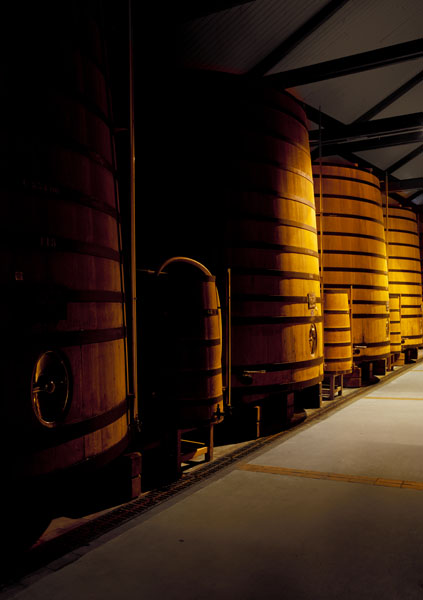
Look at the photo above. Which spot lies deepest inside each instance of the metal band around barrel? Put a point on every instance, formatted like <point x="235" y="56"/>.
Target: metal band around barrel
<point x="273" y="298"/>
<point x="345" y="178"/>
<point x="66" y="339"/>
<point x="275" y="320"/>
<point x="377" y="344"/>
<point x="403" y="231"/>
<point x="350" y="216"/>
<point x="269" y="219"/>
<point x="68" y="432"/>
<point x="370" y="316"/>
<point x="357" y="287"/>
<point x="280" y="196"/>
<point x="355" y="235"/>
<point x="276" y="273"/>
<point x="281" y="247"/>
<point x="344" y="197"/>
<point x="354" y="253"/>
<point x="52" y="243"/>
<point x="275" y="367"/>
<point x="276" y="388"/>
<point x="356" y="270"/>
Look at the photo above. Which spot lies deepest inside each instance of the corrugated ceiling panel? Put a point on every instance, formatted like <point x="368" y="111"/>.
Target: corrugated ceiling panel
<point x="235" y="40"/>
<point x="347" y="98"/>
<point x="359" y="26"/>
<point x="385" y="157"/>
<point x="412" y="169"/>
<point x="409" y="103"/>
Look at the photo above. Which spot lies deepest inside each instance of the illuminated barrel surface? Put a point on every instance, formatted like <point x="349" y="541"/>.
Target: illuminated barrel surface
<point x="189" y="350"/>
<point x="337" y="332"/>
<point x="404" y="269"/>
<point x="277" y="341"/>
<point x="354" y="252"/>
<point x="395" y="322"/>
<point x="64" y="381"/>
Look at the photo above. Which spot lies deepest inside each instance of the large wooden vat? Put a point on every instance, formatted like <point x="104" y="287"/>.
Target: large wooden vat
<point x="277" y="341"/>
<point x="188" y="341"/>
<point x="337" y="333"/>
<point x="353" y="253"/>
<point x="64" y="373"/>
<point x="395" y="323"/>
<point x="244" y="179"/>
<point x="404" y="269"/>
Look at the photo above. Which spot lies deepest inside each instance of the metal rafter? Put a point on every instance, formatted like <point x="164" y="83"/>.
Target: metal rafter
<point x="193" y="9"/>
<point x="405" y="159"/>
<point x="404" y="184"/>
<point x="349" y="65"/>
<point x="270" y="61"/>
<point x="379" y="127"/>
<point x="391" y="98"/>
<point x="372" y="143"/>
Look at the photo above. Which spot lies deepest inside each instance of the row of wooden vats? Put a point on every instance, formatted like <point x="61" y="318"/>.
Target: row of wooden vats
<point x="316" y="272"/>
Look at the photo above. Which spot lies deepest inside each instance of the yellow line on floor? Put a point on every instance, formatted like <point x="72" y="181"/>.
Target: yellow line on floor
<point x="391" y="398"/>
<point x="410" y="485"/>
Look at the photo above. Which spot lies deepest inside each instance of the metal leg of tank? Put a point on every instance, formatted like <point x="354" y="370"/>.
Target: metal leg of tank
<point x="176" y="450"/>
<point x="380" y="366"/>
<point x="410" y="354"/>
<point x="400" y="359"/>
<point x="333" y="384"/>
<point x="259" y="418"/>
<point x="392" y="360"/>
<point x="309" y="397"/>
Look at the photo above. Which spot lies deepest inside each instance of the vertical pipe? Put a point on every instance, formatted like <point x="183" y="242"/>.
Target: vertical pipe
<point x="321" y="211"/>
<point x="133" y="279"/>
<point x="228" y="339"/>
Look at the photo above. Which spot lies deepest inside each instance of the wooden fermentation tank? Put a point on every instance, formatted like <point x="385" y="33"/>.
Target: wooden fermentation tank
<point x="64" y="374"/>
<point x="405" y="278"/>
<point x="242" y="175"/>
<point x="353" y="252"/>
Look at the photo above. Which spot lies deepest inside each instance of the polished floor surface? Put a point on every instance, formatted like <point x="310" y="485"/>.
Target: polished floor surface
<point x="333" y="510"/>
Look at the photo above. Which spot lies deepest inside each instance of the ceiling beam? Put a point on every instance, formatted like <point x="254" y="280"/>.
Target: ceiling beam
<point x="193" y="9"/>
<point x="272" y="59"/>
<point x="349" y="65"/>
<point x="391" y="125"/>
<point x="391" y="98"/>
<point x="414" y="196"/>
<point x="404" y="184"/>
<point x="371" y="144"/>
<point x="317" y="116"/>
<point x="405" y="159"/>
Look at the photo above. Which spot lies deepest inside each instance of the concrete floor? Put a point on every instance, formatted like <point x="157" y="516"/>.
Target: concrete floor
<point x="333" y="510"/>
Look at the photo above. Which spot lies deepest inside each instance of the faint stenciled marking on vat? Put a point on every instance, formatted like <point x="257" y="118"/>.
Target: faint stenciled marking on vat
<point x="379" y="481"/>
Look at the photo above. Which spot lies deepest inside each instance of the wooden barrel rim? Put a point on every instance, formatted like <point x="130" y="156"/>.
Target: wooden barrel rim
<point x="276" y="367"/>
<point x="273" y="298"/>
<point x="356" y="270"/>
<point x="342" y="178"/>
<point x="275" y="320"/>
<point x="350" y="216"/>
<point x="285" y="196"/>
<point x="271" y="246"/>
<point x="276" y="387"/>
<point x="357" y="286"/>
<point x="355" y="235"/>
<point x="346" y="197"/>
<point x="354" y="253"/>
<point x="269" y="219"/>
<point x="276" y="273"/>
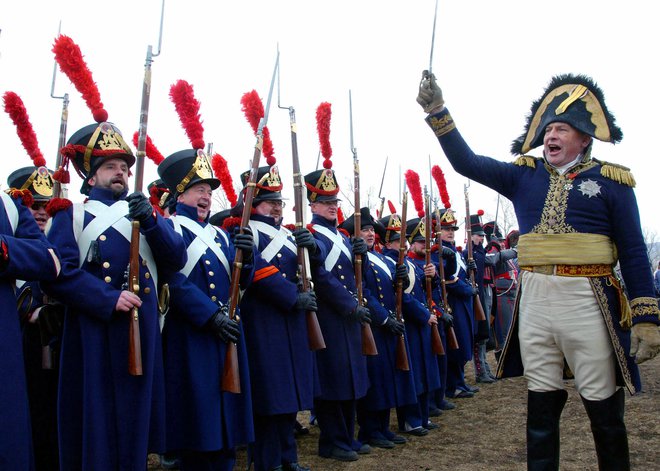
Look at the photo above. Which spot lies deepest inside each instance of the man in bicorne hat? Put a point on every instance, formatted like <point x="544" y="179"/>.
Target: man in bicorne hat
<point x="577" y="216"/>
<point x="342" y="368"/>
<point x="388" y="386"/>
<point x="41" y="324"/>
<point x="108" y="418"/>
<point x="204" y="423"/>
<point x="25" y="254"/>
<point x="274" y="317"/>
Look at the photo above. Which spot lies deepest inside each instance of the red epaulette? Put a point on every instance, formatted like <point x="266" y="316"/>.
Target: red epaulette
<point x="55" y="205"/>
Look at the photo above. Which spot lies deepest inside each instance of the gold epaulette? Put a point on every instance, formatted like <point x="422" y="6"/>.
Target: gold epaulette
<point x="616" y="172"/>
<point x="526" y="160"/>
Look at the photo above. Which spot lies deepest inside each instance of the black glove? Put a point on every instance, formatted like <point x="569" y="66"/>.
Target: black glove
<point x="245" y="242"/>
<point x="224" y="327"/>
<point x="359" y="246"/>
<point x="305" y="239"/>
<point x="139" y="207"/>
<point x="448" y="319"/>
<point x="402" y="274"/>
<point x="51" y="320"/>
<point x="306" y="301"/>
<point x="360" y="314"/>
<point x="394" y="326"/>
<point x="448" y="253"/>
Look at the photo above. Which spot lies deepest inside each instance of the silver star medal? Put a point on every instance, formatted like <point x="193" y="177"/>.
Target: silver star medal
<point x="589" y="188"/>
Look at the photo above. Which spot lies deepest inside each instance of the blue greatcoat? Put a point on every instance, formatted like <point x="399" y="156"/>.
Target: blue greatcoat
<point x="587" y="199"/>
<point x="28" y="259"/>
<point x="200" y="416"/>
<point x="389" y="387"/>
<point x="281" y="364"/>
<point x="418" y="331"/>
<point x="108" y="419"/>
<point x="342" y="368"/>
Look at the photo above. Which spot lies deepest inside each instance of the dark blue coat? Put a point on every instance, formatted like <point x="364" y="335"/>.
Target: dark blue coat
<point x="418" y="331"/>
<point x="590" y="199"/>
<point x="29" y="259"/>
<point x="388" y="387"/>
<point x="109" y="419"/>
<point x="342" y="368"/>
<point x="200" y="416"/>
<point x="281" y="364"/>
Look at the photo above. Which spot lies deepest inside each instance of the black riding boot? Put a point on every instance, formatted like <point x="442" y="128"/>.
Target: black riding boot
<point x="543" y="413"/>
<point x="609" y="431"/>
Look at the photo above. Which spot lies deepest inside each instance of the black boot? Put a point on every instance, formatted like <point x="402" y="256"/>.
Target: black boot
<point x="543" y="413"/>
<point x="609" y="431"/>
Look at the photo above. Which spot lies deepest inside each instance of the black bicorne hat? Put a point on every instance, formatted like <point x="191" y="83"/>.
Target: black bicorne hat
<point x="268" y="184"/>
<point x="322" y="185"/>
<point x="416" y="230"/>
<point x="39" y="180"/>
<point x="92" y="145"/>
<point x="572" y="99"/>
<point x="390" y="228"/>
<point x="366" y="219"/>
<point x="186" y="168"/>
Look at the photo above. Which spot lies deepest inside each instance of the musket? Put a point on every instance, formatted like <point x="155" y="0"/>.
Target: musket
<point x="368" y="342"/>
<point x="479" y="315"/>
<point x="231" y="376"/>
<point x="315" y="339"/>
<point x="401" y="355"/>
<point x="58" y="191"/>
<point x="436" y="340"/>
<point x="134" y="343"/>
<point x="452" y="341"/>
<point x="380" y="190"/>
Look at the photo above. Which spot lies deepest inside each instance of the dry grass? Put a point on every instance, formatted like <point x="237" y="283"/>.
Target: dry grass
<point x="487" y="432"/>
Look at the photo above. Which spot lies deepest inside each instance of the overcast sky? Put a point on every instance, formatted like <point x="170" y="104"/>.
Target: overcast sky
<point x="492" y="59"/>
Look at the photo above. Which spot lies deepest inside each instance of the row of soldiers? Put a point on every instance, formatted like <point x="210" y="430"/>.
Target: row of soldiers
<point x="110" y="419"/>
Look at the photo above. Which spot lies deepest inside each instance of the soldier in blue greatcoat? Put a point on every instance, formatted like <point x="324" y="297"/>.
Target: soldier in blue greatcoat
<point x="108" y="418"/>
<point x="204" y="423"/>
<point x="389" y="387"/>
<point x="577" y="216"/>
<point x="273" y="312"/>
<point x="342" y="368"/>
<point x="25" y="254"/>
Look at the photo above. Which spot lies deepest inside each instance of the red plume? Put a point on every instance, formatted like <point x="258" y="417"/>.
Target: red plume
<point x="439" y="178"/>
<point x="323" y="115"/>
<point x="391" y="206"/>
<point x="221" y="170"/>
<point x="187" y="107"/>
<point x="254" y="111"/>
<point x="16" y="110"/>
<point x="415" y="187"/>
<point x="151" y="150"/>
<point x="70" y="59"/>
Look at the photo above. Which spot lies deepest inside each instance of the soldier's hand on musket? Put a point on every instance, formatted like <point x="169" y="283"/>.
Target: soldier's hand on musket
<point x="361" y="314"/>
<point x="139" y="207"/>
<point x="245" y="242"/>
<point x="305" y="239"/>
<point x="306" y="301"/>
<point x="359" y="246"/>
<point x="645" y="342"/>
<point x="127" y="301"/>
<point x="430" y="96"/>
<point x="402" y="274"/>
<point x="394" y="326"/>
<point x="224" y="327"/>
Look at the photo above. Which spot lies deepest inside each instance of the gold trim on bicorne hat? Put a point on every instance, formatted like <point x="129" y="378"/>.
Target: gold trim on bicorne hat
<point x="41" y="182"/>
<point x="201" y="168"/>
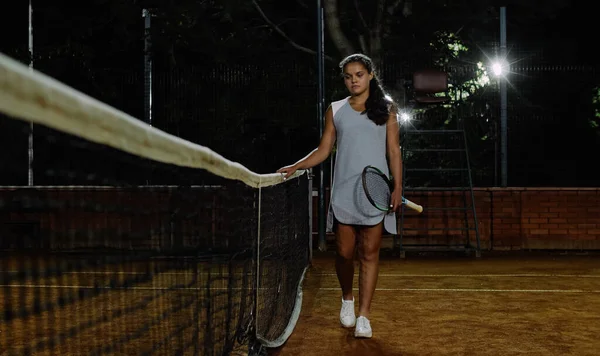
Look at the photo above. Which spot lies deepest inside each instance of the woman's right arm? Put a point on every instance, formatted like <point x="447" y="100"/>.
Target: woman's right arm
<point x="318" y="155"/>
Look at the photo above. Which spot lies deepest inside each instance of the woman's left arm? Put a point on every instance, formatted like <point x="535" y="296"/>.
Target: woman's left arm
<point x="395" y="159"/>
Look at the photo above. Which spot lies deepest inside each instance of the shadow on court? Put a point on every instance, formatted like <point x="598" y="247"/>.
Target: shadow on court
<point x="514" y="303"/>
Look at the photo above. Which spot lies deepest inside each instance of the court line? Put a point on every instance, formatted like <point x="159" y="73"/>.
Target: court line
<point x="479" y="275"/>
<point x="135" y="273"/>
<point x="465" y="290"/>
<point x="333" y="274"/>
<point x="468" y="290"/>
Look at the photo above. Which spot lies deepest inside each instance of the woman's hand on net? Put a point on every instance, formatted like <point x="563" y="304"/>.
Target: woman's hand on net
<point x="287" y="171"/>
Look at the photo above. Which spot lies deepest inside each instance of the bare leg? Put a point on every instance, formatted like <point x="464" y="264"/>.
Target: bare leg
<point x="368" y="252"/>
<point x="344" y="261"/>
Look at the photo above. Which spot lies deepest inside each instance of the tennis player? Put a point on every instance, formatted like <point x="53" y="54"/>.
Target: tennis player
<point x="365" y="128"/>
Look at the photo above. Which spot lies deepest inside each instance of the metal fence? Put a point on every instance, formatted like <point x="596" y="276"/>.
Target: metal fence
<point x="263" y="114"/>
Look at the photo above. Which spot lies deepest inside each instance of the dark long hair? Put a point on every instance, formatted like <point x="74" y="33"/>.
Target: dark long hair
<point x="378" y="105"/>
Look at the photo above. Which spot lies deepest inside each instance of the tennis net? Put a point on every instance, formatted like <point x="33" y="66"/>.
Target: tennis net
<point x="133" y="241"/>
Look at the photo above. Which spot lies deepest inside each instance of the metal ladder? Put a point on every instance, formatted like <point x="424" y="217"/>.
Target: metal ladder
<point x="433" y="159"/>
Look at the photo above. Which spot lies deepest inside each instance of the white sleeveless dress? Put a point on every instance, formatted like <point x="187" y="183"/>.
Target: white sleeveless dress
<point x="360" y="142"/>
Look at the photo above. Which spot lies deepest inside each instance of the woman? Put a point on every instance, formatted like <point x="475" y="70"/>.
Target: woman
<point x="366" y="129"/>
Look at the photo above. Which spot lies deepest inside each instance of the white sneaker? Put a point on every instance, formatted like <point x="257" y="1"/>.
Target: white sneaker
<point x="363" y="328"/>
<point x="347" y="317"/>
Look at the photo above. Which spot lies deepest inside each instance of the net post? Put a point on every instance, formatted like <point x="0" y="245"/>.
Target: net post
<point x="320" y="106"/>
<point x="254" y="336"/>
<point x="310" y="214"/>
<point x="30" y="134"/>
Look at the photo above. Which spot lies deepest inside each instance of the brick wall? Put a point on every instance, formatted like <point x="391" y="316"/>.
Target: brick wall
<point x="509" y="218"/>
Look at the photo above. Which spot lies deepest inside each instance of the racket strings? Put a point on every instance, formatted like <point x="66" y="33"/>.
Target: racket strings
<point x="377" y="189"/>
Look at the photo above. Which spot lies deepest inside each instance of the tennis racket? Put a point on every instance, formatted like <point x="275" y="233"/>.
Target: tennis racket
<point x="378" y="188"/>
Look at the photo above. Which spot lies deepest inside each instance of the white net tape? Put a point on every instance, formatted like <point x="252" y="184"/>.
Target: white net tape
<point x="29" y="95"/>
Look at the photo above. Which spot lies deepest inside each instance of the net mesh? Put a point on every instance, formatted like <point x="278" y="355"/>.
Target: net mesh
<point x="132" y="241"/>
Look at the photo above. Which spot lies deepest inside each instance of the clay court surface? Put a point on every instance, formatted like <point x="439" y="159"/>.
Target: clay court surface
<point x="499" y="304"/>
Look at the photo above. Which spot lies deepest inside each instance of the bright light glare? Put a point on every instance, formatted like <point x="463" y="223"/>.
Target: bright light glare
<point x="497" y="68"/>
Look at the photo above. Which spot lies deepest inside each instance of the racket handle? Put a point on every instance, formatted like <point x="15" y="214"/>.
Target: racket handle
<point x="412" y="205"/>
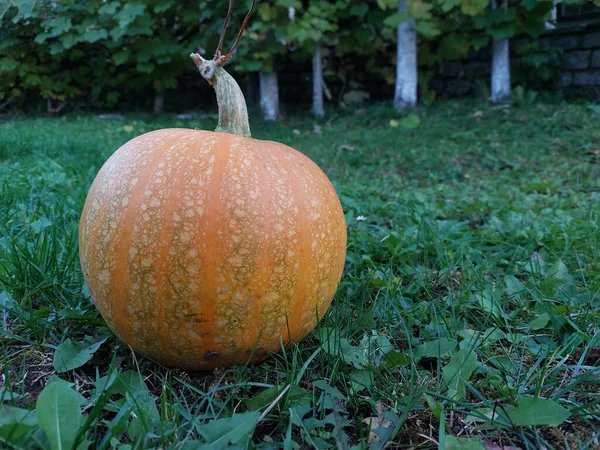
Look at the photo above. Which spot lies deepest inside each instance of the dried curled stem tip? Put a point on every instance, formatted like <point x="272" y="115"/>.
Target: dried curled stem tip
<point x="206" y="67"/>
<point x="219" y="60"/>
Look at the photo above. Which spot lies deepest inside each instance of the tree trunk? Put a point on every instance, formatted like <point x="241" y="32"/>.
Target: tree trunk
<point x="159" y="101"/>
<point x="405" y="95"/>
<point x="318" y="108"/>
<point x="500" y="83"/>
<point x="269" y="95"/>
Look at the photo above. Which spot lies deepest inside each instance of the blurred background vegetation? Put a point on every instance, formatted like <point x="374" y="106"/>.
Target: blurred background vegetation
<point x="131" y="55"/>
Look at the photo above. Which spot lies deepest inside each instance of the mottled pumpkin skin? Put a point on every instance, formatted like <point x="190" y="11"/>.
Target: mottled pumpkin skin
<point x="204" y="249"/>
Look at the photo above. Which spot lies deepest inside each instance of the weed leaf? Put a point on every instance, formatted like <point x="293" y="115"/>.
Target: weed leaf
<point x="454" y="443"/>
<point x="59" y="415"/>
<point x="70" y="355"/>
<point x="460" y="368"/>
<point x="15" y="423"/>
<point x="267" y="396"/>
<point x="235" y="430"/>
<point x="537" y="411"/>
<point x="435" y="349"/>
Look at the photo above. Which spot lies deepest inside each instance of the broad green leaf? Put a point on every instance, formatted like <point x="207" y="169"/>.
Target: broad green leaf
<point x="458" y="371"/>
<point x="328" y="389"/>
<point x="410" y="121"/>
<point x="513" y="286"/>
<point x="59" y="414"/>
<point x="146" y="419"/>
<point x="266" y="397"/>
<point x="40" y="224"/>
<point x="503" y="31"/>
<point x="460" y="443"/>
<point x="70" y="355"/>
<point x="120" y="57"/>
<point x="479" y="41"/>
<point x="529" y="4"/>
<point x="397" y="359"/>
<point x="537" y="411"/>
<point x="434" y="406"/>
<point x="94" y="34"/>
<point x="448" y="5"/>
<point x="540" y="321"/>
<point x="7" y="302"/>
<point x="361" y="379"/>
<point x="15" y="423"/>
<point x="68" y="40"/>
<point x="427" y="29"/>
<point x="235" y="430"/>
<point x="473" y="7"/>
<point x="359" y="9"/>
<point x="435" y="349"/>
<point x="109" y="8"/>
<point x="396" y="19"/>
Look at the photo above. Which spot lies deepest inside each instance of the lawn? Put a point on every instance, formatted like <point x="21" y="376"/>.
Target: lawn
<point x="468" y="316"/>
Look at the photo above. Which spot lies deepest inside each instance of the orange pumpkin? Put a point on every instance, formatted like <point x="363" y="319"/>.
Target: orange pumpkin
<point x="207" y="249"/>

- - - - - - -

→ AIM
Exactly and only the lines from the line containing "of the lawn?" through the last line of the entries should be copied, both ends included.

→ REPLY
Look at the photo above. Which spot lies deepest inside each instance of the lawn? Put a point on every instance, formatted like <point x="21" y="376"/>.
Target: lawn
<point x="468" y="316"/>
Look at the photo above. Which spot lies deepest inside each instance of the orange pumpkin? Put a point on every instance, formatted like <point x="363" y="319"/>.
Target: orange pumpkin
<point x="207" y="249"/>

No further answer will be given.